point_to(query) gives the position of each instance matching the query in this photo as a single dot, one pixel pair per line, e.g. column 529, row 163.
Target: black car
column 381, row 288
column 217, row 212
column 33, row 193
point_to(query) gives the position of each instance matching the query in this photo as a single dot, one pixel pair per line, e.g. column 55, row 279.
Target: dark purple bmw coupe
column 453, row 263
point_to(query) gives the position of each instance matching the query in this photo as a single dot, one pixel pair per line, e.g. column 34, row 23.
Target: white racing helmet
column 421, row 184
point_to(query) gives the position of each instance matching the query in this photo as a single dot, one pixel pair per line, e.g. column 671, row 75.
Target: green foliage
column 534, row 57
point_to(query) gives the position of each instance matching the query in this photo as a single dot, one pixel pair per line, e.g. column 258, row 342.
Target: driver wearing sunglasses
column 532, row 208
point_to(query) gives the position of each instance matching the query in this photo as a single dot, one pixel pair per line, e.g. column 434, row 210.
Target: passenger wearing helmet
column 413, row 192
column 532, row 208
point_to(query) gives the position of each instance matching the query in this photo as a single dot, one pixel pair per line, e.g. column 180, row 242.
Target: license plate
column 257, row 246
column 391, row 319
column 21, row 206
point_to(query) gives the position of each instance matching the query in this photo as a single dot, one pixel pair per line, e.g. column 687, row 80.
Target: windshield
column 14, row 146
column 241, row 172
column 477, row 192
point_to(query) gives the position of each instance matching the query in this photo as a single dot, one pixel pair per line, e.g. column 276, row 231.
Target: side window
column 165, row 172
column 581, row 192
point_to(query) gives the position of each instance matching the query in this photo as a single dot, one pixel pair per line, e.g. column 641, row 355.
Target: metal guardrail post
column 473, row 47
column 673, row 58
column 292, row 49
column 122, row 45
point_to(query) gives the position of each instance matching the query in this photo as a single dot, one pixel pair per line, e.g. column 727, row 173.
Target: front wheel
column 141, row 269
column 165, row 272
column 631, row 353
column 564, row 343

**What the task asks:**
Reproduce word for word the part of the items that opens with the line containing "34, row 23." and closes with the line containing "column 421, row 184", including both of those lines.

**Solution to this task:**
point_to(query) gives the position of each instance matching the query in this photo as a single dot, one pixel pair per line, e.g. column 34, row 23.
Target: white racing helmet
column 421, row 184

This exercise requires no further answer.